*** RECORD SET Section Begins ***
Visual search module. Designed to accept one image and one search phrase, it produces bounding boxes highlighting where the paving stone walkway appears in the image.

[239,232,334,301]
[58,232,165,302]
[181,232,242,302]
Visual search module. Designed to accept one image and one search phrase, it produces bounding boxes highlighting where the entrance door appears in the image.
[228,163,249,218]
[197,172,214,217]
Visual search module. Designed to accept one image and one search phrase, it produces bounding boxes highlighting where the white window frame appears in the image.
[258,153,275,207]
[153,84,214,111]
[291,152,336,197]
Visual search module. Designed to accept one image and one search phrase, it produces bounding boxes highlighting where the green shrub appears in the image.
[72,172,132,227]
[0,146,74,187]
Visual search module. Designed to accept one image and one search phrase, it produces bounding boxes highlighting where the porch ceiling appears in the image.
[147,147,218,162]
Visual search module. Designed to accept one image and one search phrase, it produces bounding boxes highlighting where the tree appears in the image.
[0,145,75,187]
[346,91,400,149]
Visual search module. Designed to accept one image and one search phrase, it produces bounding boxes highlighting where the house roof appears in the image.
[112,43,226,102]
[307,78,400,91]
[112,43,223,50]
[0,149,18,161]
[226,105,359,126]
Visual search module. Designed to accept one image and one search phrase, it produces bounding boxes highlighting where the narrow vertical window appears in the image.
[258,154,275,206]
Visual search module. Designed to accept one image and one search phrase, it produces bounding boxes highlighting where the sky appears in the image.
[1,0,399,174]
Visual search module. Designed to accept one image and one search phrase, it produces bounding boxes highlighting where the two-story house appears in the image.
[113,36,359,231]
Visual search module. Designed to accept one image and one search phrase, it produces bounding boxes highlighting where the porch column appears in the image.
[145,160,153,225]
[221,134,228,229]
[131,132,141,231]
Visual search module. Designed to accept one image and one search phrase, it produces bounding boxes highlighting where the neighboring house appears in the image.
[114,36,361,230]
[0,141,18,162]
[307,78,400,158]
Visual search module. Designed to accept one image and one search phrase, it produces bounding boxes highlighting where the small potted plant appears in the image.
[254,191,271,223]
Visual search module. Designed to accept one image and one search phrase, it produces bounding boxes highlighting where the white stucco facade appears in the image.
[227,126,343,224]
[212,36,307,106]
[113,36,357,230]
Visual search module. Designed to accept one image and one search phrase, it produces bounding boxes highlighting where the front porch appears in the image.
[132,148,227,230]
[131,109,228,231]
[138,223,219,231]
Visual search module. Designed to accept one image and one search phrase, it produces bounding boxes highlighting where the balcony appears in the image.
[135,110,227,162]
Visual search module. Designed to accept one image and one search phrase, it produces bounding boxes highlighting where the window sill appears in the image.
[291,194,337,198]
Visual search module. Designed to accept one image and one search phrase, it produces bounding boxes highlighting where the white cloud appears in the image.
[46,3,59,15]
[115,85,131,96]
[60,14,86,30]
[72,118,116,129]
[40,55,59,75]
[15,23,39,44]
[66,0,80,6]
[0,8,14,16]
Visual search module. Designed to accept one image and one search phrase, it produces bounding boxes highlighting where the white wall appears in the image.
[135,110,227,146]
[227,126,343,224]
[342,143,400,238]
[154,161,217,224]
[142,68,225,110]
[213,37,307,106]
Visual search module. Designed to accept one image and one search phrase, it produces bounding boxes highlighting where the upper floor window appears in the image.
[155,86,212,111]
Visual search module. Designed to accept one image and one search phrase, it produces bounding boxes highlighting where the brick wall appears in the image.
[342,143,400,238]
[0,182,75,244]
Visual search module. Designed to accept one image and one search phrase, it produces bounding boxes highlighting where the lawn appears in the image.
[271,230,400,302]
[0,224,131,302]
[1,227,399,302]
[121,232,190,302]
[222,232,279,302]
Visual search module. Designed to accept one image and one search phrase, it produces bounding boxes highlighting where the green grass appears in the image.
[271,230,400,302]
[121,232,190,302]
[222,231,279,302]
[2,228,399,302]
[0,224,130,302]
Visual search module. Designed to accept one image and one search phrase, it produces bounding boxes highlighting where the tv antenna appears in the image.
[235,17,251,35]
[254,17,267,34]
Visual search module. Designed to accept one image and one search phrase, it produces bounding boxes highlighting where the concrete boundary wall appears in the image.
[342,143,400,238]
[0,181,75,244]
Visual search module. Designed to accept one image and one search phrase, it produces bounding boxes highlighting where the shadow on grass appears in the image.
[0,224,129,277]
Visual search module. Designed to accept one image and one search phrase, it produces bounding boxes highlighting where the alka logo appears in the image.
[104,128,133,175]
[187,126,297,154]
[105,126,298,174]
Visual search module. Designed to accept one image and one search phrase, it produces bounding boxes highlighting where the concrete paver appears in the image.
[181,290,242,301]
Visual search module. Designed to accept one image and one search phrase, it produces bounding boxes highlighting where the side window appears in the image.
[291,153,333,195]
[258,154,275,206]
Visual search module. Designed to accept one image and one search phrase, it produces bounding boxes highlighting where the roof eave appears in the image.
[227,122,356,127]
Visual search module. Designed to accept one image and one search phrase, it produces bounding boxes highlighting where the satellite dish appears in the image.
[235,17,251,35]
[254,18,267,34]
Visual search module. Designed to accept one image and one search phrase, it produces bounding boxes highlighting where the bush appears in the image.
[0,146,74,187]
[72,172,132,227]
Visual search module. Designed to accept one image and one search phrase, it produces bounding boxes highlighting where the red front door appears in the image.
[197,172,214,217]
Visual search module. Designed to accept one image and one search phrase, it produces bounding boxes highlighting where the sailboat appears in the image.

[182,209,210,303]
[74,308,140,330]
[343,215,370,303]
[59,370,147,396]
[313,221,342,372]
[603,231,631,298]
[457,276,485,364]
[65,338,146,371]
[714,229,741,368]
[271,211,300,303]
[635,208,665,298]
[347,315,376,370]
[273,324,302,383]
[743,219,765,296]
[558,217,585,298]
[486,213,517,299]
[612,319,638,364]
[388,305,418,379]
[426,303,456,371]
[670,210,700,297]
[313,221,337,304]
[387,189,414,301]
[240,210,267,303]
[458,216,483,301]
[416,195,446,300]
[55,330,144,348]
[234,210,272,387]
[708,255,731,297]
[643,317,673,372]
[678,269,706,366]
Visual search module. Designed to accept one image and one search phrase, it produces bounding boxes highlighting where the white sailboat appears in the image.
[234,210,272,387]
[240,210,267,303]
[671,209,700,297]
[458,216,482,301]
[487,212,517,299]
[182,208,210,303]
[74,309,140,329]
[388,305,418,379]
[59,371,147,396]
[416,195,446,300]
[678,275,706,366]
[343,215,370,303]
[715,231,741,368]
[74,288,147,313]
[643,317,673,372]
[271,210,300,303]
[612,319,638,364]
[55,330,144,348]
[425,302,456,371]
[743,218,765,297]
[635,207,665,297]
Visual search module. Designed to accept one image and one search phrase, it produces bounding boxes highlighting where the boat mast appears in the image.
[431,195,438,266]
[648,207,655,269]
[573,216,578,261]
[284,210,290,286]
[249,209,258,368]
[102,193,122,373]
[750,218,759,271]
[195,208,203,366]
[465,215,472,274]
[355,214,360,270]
*** RECORD SET Section Ends ***
• **BRIEF**
Take the entries and print them exactly. Keep every line.

• **OUTPUT FOR THIS TASK**
Visual search module. Designed to accept one image and one search phrase, it produces bounding boxes highlighting where the paving stone walkway appears in the image.

[239,232,334,301]
[58,232,165,302]
[181,232,242,302]
Visual search module. Designed to accept one image and one search phrase, it produces bounding boxes highlighting where the entrance door appears in the image.
[228,163,249,218]
[197,172,214,217]
Visual search module. Designed to accept one image and one search phrase, it produces bounding boxes highlighting where the white window frame appears in the image.
[258,153,275,207]
[153,84,214,111]
[291,152,336,197]
Visual search module. Designed to accept one image and one search phrase, it produces bounding boxes highlighting where the green shrub appears in the image.
[72,172,132,227]
[0,146,74,187]
Visual search module. Designed to accept one image and one search phrase, it produces bounding boxes highlighting where the porch ceiling appears in the image.
[147,147,218,162]
Visual search module. Designed to accept one image and one search phrase, it produces bounding boxes highlighting where the tree appears in the image.
[0,145,75,187]
[346,91,400,149]
Visual search module. Designed to accept one image and one search phrase, it produces bounding boxes highlighting where the house roof appears in the image.
[112,43,226,102]
[307,78,400,91]
[112,43,223,50]
[0,149,18,161]
[226,105,359,126]
Visual search module. Designed to accept one image and one search phrase, it produces bounding boxes highlighting where the narrow vertical window appears in the image.
[258,154,275,206]
Visual search module. Designed to accept one image and one search phrase, it produces bounding boxes highlighting where the sky appears in the image.
[1,0,399,174]
Visual search module. Designed to accept one image and one search phrase, it produces bounding boxes highlighting where the two-story house appears in the image.
[113,36,359,231]
Visual search module. Designed to accept one image and one search phrase, it produces bounding boxes highlighting where the porch column appears in the image.
[145,160,153,225]
[221,134,228,229]
[131,132,141,231]
Visual search module. Designed to accept one image and one search phrase, it produces bounding boxes highlighting where the neighboring house appears in the image.
[114,36,361,230]
[0,141,18,162]
[307,78,400,158]
Visual search module. Designed to accept one image and one search phrase, it produces bounding boxes highlighting where the small potted plant appears in the image.
[254,191,271,223]
Visual search module. Designed to accept one image and one search phrase, it produces bounding boxes highlighting where the white stucco facade appears in the image.
[227,126,343,224]
[212,36,307,106]
[113,36,357,230]
Visual search module. Designed to accept one image and one search phrase, it produces bounding boxes highlighting where the front porch appears in the image.
[132,148,227,230]
[131,109,228,231]
[138,223,219,231]
Visual search module. Designed to accept one image and one search phrase, it produces bounding boxes highlighting where the balcony appears in the image.
[135,110,227,162]
Visual search module. Designed to accept one image and one search phrase, it produces bounding boxes highlighting where the window sill appears in the image.
[291,194,337,198]
Visual search module. Designed to accept one image and one search phrase, it produces bounding boxes highlighting where the white cloud appears in the image.
[46,3,59,15]
[115,85,131,96]
[60,14,86,30]
[72,118,116,129]
[40,55,59,75]
[15,23,39,44]
[66,0,80,6]
[0,8,14,16]
Visual search module. Designed to accept one image and one search phrase, it produces bounding boxes highlighting where the white wall appears in the image.
[135,110,227,146]
[227,126,343,224]
[342,143,400,238]
[154,161,217,224]
[142,68,225,110]
[213,37,307,106]
Visual search module. Designed to accept one image and one search phrase, it produces bounding boxes highlighting where the upper floor window appears in the image.
[155,86,212,111]
Visual search module. Designed to accept one image and one search phrase, it produces bounding boxes highlighting where the brick wall appears in the image.
[342,143,400,238]
[0,182,75,244]
Visual search module. Designed to accept one image and one search phrase, it produces bounding boxes highlighting where the lawn appears in the image.
[271,230,400,302]
[0,224,131,302]
[1,227,399,302]
[121,232,190,302]
[222,232,279,302]
Visual search module. Designed to accept one image and one search phrase, it produces bounding boxes highlighting where the green grass appears in the image.
[271,230,400,302]
[121,232,190,302]
[222,231,279,302]
[2,228,399,302]
[0,224,130,302]
Visual search module. Designed to accept one image and one search phrase, it produces bounding boxes highlighting where the tv antenna appears in the image.
[235,17,251,35]
[254,17,267,34]
Visual search module. Designed to accept one image and one search phrase, it produces bounding boxes highlighting where the concrete boundary wall appears in the image.
[342,143,400,238]
[0,181,75,244]
Visual search module. Designed to accept one image and one search phrase, it produces bounding boxes highlighting where the shadow on grass appears in the image.
[0,224,129,277]
Visual search module. Designed to accept one image and one search phrase, it produces bounding boxes highlighting where the alka logo appears in the image.
[104,128,133,175]
[187,126,297,154]
[105,126,298,174]
Visual search module. Designed to accept one image and one search phrase, it produces bounding boxes highlighting where the concrete paver appears in the image.
[181,290,242,301]
Visual search module. Designed to accept one image and one search phrase, it produces bounding boxes highlighting where the side window appears in the image.
[291,153,333,195]
[258,154,275,206]
Visual search module. Designed to accept one image and one search phrase, it produces bounding boxes highlighting where the roof eave appears in the image.
[227,122,356,127]
Visual search module. Designed to accept one image and one search phrase, it produces bounding boxes highlighting where the satellite dish appears in the image.
[235,17,251,35]
[254,18,267,34]
Visual search module. Designed to accept one image and one search phrase, it produces bounding boxes highlighting where the bush appears in the image.
[0,146,74,187]
[72,172,132,227]
Visual search module. Designed to accept one image and one search phrase, it produces bounding boxes highlighting where the red front door appears in the image.
[197,172,214,217]
Visual search module. Designed to accept one image and one search phrase, it produces bounding boxes highlighting where the sailboat appears in the image.

[182,209,210,303]
[74,308,140,330]
[343,215,370,303]
[59,370,147,396]
[313,221,342,372]
[603,231,631,298]
[457,276,485,364]
[65,338,146,371]
[714,229,741,368]
[271,211,300,303]
[635,208,665,298]
[347,315,376,370]
[273,324,302,383]
[743,219,765,296]
[558,217,585,298]
[486,213,517,299]
[612,319,638,364]
[388,305,418,379]
[426,303,456,371]
[670,210,700,297]
[313,221,337,304]
[387,189,414,301]
[240,210,267,303]
[458,216,483,301]
[416,195,446,300]
[55,330,144,348]
[234,210,272,387]
[708,255,731,297]
[643,317,673,372]
[678,269,706,366]
Visual search module. Designed to accept one image and one search phrase, it produces bounding boxes highlighting where the white sailboat appears in the image.
[234,210,272,387]
[240,210,267,303]
[671,209,700,297]
[458,216,482,301]
[487,212,517,299]
[182,208,210,303]
[74,309,140,329]
[388,305,418,379]
[59,371,147,396]
[416,195,446,300]
[678,275,706,366]
[343,215,370,303]
[715,231,741,368]
[74,288,147,313]
[643,317,673,372]
[271,210,300,303]
[612,319,638,364]
[55,330,144,348]
[425,302,456,371]
[743,218,765,297]
[635,207,665,297]
Visual search module. Designed to accept one image and one search phrase, it produces bounding boxes highlighting where the boat mast appears in the image.
[431,195,438,266]
[648,207,655,269]
[573,216,578,261]
[284,210,290,286]
[249,209,258,368]
[102,193,122,373]
[750,218,759,271]
[195,208,203,366]
[465,215,472,274]
[355,214,360,270]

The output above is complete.